--- 提供資料 ---

--------------------

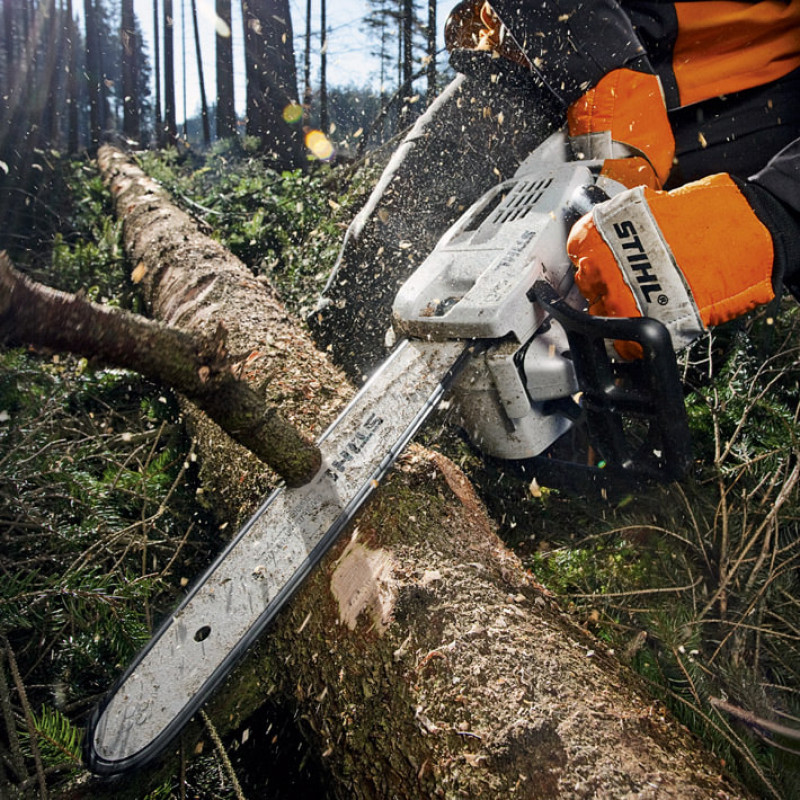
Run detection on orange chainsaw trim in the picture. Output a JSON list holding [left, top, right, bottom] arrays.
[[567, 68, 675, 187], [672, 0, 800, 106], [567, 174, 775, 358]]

--------------------

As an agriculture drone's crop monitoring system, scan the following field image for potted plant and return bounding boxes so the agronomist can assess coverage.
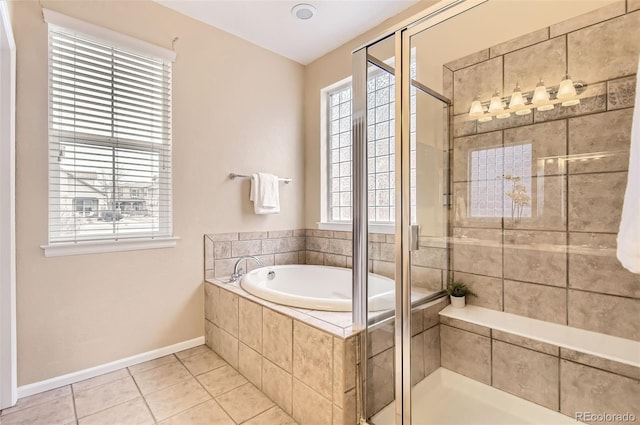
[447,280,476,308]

--------------------

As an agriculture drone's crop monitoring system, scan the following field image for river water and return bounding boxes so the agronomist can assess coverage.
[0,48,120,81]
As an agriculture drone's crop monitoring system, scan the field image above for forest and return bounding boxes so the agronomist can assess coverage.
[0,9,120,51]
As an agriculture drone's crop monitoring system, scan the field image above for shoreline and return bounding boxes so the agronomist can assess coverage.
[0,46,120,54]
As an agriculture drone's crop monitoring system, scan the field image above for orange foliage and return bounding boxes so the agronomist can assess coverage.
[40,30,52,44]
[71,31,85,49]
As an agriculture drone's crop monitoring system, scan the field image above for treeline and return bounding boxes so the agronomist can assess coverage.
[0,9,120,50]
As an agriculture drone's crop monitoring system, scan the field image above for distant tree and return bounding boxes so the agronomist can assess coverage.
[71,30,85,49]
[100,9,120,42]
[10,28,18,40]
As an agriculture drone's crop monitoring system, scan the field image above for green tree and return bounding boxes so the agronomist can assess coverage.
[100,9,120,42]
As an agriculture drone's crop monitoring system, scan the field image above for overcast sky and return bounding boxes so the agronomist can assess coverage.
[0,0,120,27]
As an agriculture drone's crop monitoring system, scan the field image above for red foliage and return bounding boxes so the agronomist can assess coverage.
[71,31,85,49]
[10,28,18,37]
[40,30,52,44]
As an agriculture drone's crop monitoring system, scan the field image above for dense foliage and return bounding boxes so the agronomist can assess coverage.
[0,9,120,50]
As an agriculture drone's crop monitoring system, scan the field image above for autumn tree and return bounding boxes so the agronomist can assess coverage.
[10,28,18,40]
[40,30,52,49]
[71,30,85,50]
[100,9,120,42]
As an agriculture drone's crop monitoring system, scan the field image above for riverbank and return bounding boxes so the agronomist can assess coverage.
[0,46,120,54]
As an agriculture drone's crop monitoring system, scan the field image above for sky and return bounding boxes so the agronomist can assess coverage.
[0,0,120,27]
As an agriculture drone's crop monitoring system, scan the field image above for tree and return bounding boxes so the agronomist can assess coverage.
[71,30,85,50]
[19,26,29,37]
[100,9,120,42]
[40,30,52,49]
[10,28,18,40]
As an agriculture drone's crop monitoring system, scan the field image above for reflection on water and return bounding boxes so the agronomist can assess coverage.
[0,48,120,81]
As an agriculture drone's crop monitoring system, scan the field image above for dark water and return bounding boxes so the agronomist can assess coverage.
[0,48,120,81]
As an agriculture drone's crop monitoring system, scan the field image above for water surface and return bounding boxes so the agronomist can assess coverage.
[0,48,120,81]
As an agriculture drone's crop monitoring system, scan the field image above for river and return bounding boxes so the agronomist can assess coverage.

--------------------

--- やること ---
上の資料で文字列「water」を含む行の数を、数字だけで答えよ。大文字と小文字は区別する。

--- 演習の解答 ---
4